-- Location annotation dataset excerpts --

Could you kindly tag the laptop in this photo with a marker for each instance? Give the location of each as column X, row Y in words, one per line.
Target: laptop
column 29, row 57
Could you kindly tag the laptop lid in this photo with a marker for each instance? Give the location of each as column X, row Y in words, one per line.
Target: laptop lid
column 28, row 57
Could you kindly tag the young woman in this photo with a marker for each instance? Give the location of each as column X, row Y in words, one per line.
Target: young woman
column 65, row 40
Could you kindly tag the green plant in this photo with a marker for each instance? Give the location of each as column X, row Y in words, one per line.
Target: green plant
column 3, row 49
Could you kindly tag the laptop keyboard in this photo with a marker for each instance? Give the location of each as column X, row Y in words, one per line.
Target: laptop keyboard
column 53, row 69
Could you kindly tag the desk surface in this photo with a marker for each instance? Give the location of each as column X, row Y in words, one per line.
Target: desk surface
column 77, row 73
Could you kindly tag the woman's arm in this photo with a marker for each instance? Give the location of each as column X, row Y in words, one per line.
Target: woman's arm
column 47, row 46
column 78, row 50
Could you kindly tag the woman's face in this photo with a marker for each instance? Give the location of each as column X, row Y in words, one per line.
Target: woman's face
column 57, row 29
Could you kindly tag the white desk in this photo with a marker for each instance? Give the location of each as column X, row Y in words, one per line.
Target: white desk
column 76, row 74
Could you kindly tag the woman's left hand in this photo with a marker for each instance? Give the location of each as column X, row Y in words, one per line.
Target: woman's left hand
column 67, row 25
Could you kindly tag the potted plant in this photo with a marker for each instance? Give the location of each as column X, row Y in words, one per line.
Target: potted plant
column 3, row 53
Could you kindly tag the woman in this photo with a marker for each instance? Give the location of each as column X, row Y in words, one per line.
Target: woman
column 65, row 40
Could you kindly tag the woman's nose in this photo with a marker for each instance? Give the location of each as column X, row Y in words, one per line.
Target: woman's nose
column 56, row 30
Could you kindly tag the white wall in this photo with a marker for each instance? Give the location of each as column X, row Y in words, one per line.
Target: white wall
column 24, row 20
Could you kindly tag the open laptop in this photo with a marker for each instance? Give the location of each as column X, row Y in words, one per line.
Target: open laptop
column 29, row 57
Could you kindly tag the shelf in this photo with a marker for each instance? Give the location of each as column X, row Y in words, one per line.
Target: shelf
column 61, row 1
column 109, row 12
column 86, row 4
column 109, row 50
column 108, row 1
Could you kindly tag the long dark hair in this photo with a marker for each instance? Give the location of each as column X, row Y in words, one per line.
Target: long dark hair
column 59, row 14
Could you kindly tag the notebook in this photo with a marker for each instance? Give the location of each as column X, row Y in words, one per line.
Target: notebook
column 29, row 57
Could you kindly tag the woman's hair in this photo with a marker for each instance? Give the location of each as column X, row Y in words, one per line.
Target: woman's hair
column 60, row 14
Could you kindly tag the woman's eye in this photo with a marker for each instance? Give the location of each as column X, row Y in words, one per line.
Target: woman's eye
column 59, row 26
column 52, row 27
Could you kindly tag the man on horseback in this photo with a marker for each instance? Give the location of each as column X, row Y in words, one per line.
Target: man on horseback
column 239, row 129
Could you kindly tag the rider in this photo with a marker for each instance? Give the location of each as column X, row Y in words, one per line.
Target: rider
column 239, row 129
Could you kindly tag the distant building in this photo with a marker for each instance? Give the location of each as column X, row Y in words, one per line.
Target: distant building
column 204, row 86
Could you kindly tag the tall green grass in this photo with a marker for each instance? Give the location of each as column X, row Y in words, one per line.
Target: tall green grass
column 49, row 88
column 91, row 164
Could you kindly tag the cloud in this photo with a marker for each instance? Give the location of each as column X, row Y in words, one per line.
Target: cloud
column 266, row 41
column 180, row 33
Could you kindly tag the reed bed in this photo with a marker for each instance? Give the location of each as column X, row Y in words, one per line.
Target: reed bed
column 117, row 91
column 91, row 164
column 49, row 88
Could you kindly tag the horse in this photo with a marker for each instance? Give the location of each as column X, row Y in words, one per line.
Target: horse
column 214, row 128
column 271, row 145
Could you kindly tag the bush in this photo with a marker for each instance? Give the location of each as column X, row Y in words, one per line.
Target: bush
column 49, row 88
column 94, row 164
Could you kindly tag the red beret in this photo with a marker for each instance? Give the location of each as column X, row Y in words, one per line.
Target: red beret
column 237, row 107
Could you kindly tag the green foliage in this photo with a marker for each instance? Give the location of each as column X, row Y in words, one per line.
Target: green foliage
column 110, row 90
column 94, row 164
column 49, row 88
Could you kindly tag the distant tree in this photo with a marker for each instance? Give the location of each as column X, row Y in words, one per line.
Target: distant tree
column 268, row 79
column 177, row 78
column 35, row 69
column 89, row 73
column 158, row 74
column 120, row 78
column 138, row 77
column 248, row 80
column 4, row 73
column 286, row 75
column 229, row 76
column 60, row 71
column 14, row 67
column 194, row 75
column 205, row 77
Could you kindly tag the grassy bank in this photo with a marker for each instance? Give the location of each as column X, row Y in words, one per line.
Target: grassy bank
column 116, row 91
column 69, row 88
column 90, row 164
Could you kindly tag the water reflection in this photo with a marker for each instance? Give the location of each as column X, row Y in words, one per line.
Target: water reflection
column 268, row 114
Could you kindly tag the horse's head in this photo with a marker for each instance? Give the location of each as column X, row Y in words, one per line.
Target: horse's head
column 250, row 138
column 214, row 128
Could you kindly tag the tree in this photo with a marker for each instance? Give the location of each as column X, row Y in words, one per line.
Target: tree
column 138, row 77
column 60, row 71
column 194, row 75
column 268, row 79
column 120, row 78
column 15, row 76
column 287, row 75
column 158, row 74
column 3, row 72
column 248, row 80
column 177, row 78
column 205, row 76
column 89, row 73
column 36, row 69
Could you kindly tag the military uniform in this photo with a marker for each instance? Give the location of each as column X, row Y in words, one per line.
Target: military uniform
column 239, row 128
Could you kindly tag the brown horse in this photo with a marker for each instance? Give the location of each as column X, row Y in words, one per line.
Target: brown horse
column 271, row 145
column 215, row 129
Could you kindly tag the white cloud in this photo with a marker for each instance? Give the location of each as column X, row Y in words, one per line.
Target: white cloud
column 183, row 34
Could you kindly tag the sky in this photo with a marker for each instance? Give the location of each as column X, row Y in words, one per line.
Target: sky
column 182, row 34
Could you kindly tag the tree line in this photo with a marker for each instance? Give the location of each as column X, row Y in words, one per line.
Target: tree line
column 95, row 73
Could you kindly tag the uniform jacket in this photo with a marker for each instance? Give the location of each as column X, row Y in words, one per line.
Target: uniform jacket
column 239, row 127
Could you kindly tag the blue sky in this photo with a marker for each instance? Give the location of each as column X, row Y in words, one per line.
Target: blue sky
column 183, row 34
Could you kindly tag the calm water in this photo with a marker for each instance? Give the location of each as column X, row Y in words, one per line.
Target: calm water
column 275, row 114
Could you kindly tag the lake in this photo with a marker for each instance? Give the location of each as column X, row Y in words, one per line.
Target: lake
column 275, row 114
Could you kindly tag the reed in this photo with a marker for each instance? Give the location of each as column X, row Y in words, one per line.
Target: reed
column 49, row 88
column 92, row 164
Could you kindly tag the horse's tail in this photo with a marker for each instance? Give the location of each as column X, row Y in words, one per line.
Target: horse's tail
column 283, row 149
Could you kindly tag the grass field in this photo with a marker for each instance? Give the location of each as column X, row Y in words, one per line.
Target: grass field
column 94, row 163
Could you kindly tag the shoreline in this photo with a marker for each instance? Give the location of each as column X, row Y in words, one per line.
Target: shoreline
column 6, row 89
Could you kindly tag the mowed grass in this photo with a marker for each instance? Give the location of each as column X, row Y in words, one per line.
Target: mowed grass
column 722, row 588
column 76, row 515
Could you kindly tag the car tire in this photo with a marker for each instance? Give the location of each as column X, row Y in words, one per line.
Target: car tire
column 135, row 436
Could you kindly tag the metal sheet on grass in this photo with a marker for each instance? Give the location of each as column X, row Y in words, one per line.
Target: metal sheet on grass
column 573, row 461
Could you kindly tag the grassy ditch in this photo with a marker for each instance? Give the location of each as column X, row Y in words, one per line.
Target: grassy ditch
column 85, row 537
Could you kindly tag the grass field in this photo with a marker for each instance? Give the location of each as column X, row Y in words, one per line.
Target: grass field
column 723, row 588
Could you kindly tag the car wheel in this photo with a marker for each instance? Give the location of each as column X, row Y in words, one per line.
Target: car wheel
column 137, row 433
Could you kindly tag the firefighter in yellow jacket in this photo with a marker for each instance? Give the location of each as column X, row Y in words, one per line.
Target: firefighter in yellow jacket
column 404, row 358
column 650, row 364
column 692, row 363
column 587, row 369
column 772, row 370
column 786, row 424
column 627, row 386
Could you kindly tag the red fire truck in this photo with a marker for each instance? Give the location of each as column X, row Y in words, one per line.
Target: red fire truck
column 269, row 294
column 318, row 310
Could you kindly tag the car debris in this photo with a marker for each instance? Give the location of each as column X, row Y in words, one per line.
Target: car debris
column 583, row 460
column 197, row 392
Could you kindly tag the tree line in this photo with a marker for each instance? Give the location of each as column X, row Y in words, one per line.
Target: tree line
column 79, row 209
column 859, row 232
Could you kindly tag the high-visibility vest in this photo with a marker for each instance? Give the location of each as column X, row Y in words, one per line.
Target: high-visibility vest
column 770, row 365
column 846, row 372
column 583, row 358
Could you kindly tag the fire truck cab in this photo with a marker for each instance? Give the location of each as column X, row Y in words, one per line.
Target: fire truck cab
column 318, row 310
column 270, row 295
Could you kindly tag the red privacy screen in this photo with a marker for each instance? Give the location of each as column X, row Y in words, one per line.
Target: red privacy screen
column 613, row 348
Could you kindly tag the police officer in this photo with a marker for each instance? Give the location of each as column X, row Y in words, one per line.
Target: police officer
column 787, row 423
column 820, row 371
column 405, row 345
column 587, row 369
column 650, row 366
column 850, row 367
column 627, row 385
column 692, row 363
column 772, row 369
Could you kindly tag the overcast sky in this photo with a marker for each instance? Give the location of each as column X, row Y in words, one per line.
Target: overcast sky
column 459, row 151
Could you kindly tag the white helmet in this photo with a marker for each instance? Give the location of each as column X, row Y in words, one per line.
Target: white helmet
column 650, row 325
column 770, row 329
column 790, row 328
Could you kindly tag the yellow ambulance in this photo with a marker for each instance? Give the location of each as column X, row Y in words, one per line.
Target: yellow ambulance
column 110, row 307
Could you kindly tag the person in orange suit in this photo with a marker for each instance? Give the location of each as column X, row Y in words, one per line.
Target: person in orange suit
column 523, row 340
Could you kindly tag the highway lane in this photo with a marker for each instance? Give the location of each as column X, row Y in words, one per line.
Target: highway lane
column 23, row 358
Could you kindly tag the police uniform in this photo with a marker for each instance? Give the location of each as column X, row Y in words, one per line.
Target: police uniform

-- Set problem --
Rewrite the portion of the records above that opens with the line containing "Could you kindly tag the white helmet" and closes with the line containing "column 110, row 307" as a Markdown table with the columns No. and Line. Give one row per line, numbered in order, and leave out any blank lines.

-- Solution to the exercise --
| No. | Line |
|---|---|
| 1 | Could you kindly tag the white helmet in this photo with a marker for each instance? Give the location of each as column X, row Y in words, one per line. |
| 2 | Target: white helmet |
| 3 | column 650, row 325 |
| 4 | column 770, row 329 |
| 5 | column 790, row 328 |
| 6 | Could you kindly tag the yellow ambulance in this photo with a marker for each instance? Give the location of each as column X, row Y in words, one per line. |
| 7 | Target: yellow ambulance |
| 8 | column 110, row 307 |